• [What to produce]: Please judge whether each statement agrees with the article on the Charlie Hebdo trial: (a) the lawsuit against Charlie Hebdo was filed last summer; (b) Jyllands-Posten lost the civil suit for slander; (c) all three cartoons singled out as insulting first appeared in Jyllands-Posten. For each, answer yes or no and quote the deciding words of the article.
Excerpt to read START
FRANCE:A year after the "Muhammad cartoons" led to rioting and some 50 deaths throughout the Muslim world, Charlie Hebdo, the French satirical magazine that published cartoons from the Danish newspaper Jyllands-Posten and added some of its own, will go on trial today for "public insult towards a group of people because of their religion".
"This trial is medieval, medieval ..." Philippe Vals, the magazine's editor said at a press conference yesterday. "Democracy constantly updates itself by criticising religious dogma; if we're no longer allowed to criticise religion, we are no longer in a true democracy."
Dalil Boubakeur, the rector of the Grand Mosque of Paris and head of the French Muslim Council (CFCM), joined the more radical Union of Islamic organisations in France (UOIF) in filing the lawsuit against Charlie Hebdo last summer.
Mr Boubakeur says that Jewish groups file suits every time anti-Semitic material appears in the French media and that from now on Muslims will do the same.
Three cartoons have been singled out as insulting. Two drawings first appeared in Jyllands-Posten. One shows the Prophet Muhammad with a bomb in his turban. Another shows the Prophet holding back would-be suicide-bombers with the words "Stop. We've run out of virgins." (Suicide bombers are allegedly promised 40 virgins on arrival in paradise.) The third cartoon, by the French cartoonist Cabu for Charlie Hebdo, shows Muhammad cringing with his hands over his eyes, saying "It's hard to be loved by assholes."
Vals claimed the caption on the last drawing, "Muhammad overwhelmed by the fundamentalists", proved the magazine was criticising fundamentalist terrorists, not ordinary Muslims. Flemming Rose, the cultural editor at Jyllands-Posten who first commissioned the cartoons, will take the witness stand in defence of Charlie Hebdo today. "I and my newspaper very much identify with this case. We will do everything in our power to support it," he said.
Eleven Muslim groups attempted to press criminal charges against Jyllands-Posten in Denmark, but the state prosecutor threw the case out, Rose said. The same organisations then filed a civil suit for slander, which the newspaper won last autumn. The French case is the only one to come to trial outside Denmark.
The Danish decision stressed that the cartoons were in the public interest, Rose said. He nonetheless received death threats. The newspaper offices had to be evacuated twice and the cartoonists went into hiding.
"I cannot imagine the consequences, not only for France but for Europe, if Charlie Hebdo loses this case," Rose said. "It would turn the clocks back decades, if not ages."
Excerpt to read END
Given entries START
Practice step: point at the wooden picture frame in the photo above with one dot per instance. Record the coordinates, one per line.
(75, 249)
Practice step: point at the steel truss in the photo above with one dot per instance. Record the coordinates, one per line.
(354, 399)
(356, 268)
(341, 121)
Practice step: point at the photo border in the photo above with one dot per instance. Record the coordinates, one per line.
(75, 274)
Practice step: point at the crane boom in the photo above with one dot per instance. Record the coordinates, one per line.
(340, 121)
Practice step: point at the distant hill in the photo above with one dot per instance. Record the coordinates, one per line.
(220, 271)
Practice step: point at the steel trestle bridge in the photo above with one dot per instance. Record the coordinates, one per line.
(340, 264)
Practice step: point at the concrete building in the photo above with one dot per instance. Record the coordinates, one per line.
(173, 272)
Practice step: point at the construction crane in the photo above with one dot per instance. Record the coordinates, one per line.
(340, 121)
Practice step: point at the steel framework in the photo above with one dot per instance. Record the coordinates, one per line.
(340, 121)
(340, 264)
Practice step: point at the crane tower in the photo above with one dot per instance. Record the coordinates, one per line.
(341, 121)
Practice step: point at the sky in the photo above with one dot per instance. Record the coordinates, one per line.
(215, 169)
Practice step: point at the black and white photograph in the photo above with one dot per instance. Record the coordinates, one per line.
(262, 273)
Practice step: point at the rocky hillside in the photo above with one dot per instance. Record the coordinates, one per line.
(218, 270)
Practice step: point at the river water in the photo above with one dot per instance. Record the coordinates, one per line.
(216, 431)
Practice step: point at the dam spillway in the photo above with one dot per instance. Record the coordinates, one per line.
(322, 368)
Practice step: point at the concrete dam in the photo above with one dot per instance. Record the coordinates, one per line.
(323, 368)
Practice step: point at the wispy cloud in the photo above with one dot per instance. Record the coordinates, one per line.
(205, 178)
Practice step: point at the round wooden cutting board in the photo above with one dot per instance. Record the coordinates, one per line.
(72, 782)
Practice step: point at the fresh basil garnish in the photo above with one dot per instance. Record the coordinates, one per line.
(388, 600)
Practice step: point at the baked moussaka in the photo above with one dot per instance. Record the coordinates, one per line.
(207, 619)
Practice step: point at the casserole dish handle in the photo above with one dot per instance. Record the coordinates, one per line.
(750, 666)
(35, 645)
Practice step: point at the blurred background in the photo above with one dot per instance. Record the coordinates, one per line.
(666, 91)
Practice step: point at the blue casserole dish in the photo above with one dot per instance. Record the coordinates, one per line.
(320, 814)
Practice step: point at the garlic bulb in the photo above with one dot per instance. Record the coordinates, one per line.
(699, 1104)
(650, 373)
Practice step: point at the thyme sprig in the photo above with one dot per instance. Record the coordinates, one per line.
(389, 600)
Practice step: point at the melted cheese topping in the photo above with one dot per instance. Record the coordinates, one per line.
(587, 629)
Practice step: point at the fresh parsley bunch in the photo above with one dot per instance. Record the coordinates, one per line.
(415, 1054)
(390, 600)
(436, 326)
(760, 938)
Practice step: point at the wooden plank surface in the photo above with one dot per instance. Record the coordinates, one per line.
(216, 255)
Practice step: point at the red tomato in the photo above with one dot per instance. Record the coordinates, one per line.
Given entries END
• [Expected output]:
(a) Yes: "filing the lawsuit against Charlie Hebdo last summer"
(b) No: "a civil suit for slander, which the newspaper won last autumn"
(c) No: "Two drawings first appeared in Jyllands-Posten."